Exercise brief: Give back the full data, unchanged and complete.

(Dataset entries)
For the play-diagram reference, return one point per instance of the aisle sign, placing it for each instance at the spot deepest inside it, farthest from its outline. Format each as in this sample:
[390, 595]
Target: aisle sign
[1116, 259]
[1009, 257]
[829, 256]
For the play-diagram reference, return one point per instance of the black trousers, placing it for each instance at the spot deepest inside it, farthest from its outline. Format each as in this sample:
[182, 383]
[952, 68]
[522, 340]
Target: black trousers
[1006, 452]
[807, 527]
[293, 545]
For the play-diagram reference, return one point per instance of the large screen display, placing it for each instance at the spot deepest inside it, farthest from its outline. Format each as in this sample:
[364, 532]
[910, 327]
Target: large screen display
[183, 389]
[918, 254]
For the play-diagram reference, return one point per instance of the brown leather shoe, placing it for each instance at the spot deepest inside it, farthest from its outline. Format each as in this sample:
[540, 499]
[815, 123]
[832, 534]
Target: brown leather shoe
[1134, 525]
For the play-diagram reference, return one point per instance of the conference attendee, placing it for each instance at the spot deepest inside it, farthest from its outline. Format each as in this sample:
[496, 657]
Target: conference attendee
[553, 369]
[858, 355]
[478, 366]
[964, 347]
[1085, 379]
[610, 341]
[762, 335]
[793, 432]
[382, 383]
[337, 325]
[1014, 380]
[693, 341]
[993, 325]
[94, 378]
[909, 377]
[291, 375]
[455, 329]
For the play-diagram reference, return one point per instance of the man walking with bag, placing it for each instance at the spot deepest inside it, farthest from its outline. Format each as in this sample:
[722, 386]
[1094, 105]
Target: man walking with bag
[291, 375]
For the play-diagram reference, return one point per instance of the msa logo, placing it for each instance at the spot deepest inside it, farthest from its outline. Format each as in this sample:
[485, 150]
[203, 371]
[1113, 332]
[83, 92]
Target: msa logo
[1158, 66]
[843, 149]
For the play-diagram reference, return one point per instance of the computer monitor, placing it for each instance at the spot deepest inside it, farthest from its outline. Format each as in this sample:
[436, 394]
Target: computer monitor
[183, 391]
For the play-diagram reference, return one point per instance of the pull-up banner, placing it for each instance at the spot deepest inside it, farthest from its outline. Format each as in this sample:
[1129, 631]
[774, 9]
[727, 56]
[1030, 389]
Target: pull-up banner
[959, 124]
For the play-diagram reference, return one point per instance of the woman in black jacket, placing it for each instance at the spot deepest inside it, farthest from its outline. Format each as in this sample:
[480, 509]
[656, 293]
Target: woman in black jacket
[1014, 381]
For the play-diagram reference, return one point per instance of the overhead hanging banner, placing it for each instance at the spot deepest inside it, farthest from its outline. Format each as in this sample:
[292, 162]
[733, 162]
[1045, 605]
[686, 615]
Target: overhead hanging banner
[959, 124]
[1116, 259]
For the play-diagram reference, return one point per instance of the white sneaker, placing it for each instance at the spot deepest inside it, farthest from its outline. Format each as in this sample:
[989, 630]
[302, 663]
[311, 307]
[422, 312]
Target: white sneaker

Completed task:
For the play-diagram reference, return one point per instance of the aisle sign, placing it for each instance at the spot deepest inside it, farthest from its outline. Format each as in this sample:
[390, 595]
Target: aisle sign
[1116, 259]
[1009, 257]
[829, 256]
For the play-diagram reference, return one point per instance of the black trousers, placing it for each instance at the spot deepest inside it, farthest from its outline. Format each as in this sample:
[182, 383]
[952, 68]
[522, 340]
Target: black trousers
[1006, 452]
[807, 527]
[293, 545]
For the play-diagram reference, return one point per instance of the large screen display, placing it for each instance at the spot deepest inside it, farthest from its outline. Format each as in this sample:
[364, 532]
[910, 327]
Target: large screen display
[183, 389]
[918, 254]
For the play-diagram reference, return one point per instance of the brown leather shoe, placing it for each instance at the spot deepest inside it, farthest from its outline. Format each as in this sample:
[540, 499]
[815, 123]
[832, 534]
Target: brown leather shoe
[1134, 525]
For the play-diagram reference, return one point per instance of the conference attendee, placing it for each instance at the spot deepest inside it, farthest from its outline. Format each as in this sample:
[496, 657]
Target: conference attendee
[553, 369]
[858, 355]
[478, 366]
[964, 347]
[1085, 379]
[610, 341]
[762, 335]
[793, 432]
[382, 383]
[337, 325]
[1014, 380]
[693, 341]
[993, 325]
[94, 378]
[909, 377]
[291, 375]
[455, 329]
For the play-diagram reference, return one point per instance of the man walking with bag, placing it for each instance at the spot deepest inside it, farthest from its outline. Format each as in this sample:
[722, 386]
[1094, 105]
Target: man walking with bag
[291, 375]
For the play-diagram reference, return one point per instance of the msa logo, placing it for each instance at the spot deepest inside it, farthest from its outline. Format each as in this sample:
[485, 150]
[203, 371]
[1113, 332]
[83, 92]
Target: msa logo
[1158, 66]
[843, 149]
For the play-diagram reference, return one point per instance of the computer monitor, placing it for each instance at the spot deepest inside it, farthest from its outline. Format each as in this sample:
[436, 394]
Target: computer monitor
[183, 391]
For the play-diagram reference, return one point per instance of the pull-up banner, placing it for each instance at the spot deepest inside it, farthest from its outline. Format each as in this sample:
[1129, 631]
[774, 9]
[727, 56]
[1030, 389]
Target: pull-up banner
[959, 124]
For the play-diagram reference, return one point per instance of the woman in black jacket, placing it for each instance at the spot deepest inside it, farthest from its outline. Format each as in this sample:
[480, 509]
[656, 293]
Target: woman in black jacket
[1014, 381]
For the play-diagram reference, return one point per instance of the overhead hanging banner, placing it for each instance at the spot deepest inside it, farthest from its outline. Format each as in this sample:
[292, 162]
[733, 162]
[1045, 605]
[686, 615]
Target: overhead hanging banner
[959, 124]
[1116, 259]
For the play-diagram reference, return one point per instance of the white sneaker, placing it for each instance at the spot deepest inside it, farthest from its outline. Format each as in this sample:
[989, 630]
[302, 663]
[311, 307]
[422, 312]
Target: white sneaker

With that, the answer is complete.